- Task directions
Print the records again, matching each line exactly.

++++ Input ++++

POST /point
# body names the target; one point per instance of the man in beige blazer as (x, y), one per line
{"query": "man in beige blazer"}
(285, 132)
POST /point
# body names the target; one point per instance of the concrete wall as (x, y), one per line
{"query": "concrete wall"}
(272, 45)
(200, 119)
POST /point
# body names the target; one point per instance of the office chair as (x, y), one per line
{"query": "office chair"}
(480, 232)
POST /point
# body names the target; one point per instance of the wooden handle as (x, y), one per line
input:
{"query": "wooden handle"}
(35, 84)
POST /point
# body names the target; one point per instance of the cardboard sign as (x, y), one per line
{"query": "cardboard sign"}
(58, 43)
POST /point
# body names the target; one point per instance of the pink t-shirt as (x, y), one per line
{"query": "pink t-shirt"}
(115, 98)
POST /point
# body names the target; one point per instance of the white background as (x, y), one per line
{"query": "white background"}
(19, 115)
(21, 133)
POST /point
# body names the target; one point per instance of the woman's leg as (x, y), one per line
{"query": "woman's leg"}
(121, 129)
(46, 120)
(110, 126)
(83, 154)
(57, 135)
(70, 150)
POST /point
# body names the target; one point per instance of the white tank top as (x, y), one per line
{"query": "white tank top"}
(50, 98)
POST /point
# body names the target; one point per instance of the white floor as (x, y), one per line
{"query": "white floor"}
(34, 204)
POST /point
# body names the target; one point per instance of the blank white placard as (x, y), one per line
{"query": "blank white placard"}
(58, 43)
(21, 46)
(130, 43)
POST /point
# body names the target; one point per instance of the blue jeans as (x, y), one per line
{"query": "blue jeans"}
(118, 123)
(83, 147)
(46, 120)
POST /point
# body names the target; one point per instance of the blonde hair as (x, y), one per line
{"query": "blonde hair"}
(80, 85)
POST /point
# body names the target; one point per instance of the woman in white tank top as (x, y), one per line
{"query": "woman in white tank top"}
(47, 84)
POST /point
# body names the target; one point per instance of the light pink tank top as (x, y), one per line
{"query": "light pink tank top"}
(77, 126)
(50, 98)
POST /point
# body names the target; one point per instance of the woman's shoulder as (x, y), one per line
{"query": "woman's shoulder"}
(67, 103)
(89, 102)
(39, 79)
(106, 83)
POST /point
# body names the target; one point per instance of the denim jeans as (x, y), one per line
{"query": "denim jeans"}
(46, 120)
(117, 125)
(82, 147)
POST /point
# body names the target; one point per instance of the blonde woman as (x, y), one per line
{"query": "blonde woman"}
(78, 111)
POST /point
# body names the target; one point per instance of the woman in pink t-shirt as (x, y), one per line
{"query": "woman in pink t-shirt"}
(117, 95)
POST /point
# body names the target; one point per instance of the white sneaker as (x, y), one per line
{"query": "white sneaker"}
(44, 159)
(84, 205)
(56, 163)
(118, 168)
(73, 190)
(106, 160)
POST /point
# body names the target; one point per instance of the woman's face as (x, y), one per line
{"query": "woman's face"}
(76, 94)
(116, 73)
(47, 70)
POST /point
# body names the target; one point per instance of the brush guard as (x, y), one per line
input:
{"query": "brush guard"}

++++

- Exercise output
POST /point
# body names the target; one point per instance of the man in beige blazer as (x, y), one per line
{"query": "man in beige blazer"}
(285, 132)
POST /point
# body names the target; one point per instance of the concrete wall as (x, y), one per line
{"query": "concrete wall"}
(272, 45)
(200, 119)
POST /point
# body names the target; one point per instance of the office chair as (x, y), one per line
{"query": "office chair"}
(480, 232)
POST /point
# body names the target; one point per instance of the wooden handle as (x, y), one per line
input:
{"query": "wooden handle"}
(35, 84)
POST /point
# body names the target; one point per instance of the cardboard sign as (x, y), one per line
{"query": "cardboard sign"}
(58, 43)
POST /point
# body names the target; one point per instance of the pink t-shirt as (x, y), one per line
{"query": "pink t-shirt"}
(115, 98)
POST /point
# body names the target; one point per instance of the white background as (x, y), one per line
{"query": "white background"}
(19, 115)
(21, 133)
POST /point
# body names the target; one point per instance of the woman's leg as (x, y), one per line
{"query": "woman's leg"}
(121, 129)
(46, 120)
(110, 126)
(83, 154)
(57, 135)
(70, 150)
POST /point
# body names the target; one point per instance of the white tank top as (x, y), one per line
{"query": "white tank top"}
(50, 98)
POST /point
# body names the target; one point per instance of the white floor as (x, y), one per line
{"query": "white floor"}
(34, 204)
POST /point
# body names the target; one point per instance of the blank white placard as (x, y), one per line
{"query": "blank white placard"}
(58, 43)
(21, 46)
(130, 43)
POST /point
# body names the target; one point per instance of the blue jeans as (x, y), one per line
{"query": "blue jeans"}
(118, 123)
(83, 147)
(46, 120)
POST /point
# body names the target; one point per instance of the blonde hair as (x, y), one per line
{"query": "blonde hair"}
(80, 85)
POST /point
# body names the target; one point per instance of the woman in white tank top as (x, y), one per line
{"query": "woman in white tank top"}
(47, 84)
POST /point
# body names the target; one point per instance of the light pink tank top as (x, y), one per line
{"query": "light pink tank top"}
(77, 126)
(50, 98)
POST /point
# body names the target; one point per instance of the woman's shoulder as (x, y), one per line
{"query": "woman's shoulder"}
(67, 103)
(89, 102)
(39, 79)
(106, 83)
POST /point
# body names the target; one point per instance of the denim jeans as (x, y), one per line
{"query": "denim jeans"}
(46, 120)
(117, 125)
(82, 147)
POST /point
# body names the target; one point per instance of the blonde woman as (x, y), one per line
{"query": "blonde woman"}
(78, 111)
POST /point
# body names the target; one point per instance of the woman in pink t-shirt as (x, y), one per line
{"query": "woman in pink t-shirt"}
(117, 95)
POST /point
# body names the target; one point per instance of the white sneaker as (x, y), one per line
{"query": "white sneaker"}
(44, 159)
(84, 205)
(56, 163)
(118, 168)
(73, 190)
(106, 160)
POST /point
# body names the target; one point per instance of the woman's face as (x, y), one per line
{"query": "woman's face"}
(76, 94)
(116, 73)
(47, 70)
POST /point
# body names the target; one point per instance of the brush guard as (x, y), one per line
input:
{"query": "brush guard"}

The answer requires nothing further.